PROMPT: Find the line that contains "Find the fire". Output it and every line after it to the end of the records, exactly as they appear.

MATERIAL SHOWN:
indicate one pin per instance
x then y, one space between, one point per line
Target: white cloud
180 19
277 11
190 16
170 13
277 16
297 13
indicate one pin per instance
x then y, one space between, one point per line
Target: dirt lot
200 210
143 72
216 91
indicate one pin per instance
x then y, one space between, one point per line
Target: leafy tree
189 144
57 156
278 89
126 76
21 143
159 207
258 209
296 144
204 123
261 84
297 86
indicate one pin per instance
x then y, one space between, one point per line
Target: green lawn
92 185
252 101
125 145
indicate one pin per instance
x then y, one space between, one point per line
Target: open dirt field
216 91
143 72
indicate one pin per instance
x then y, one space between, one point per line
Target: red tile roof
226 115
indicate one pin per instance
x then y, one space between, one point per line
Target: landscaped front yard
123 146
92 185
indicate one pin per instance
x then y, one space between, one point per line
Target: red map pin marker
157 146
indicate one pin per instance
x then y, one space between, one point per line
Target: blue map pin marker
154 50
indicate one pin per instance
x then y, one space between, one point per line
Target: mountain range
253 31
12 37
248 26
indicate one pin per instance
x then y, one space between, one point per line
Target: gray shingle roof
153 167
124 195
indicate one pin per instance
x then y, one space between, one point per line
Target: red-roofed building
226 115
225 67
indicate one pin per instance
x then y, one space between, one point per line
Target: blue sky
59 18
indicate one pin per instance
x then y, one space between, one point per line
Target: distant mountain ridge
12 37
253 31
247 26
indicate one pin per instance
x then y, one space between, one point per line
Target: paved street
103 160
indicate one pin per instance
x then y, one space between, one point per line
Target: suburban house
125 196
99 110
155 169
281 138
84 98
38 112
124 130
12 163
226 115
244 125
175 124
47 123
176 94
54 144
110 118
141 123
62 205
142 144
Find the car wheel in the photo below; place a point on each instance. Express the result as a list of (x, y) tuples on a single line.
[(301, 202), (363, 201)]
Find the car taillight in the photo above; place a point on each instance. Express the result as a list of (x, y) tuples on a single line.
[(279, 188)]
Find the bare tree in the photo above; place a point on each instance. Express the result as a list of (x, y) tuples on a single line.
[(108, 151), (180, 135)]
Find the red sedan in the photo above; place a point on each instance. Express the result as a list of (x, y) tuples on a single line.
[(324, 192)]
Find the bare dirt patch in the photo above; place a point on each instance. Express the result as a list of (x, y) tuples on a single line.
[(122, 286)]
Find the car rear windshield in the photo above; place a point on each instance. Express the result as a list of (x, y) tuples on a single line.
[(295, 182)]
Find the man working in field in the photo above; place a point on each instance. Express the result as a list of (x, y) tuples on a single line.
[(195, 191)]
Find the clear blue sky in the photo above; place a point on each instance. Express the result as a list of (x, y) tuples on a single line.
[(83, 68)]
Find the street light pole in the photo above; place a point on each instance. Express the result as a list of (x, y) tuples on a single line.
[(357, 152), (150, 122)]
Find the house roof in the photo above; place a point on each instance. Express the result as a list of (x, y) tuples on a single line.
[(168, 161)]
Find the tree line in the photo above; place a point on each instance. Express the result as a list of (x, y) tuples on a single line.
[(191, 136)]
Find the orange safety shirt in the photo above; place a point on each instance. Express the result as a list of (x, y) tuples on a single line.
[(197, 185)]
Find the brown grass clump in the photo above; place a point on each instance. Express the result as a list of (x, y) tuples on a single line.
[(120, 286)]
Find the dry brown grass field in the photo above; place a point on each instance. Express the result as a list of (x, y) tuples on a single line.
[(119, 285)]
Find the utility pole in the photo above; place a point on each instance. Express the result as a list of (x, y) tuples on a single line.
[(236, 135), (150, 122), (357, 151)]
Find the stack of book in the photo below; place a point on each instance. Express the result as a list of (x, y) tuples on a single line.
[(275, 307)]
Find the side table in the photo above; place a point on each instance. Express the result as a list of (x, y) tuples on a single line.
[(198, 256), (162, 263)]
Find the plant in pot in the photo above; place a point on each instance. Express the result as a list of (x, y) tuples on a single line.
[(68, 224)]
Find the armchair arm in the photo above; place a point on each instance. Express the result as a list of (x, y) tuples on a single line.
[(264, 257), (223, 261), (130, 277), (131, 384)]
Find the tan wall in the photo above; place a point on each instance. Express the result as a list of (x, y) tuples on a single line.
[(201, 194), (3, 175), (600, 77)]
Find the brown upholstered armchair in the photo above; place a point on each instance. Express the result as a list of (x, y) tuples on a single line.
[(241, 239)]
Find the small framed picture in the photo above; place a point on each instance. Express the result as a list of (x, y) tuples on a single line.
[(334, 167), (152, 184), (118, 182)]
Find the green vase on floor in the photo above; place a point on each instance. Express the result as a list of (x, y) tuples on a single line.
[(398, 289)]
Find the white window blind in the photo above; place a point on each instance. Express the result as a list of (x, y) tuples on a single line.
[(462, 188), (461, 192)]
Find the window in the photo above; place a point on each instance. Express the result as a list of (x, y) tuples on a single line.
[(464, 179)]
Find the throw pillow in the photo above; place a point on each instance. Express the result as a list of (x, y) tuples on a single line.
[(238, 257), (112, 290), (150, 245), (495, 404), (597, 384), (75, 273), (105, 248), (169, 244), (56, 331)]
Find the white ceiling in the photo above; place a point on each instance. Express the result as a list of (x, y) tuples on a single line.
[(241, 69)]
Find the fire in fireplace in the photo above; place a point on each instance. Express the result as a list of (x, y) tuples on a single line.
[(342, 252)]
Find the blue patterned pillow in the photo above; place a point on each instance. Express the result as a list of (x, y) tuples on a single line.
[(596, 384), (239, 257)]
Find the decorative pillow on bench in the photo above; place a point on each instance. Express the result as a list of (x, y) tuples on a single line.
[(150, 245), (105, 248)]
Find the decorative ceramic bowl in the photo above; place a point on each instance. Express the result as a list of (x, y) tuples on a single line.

TASK OUTPUT:
Find the fire in fireplace in the photo above; place a point on each instance. Express the result as a list of (x, y) tuples on a single line.
[(342, 252)]
Find the blue patterned pillow in the photo above; place a point on each instance. Express the result as a list of (x, y) tuples on a single line.
[(596, 384), (239, 257)]
Find the decorative pillow on bench in the photo above; place a point on each instance. Express the result as a list of (x, y) tuples on a single line.
[(150, 245), (105, 248)]
Find the decorative ceramic bowl in the photo above; place a point on each instance. Express the result as a list of (x, y) tuples on a single line.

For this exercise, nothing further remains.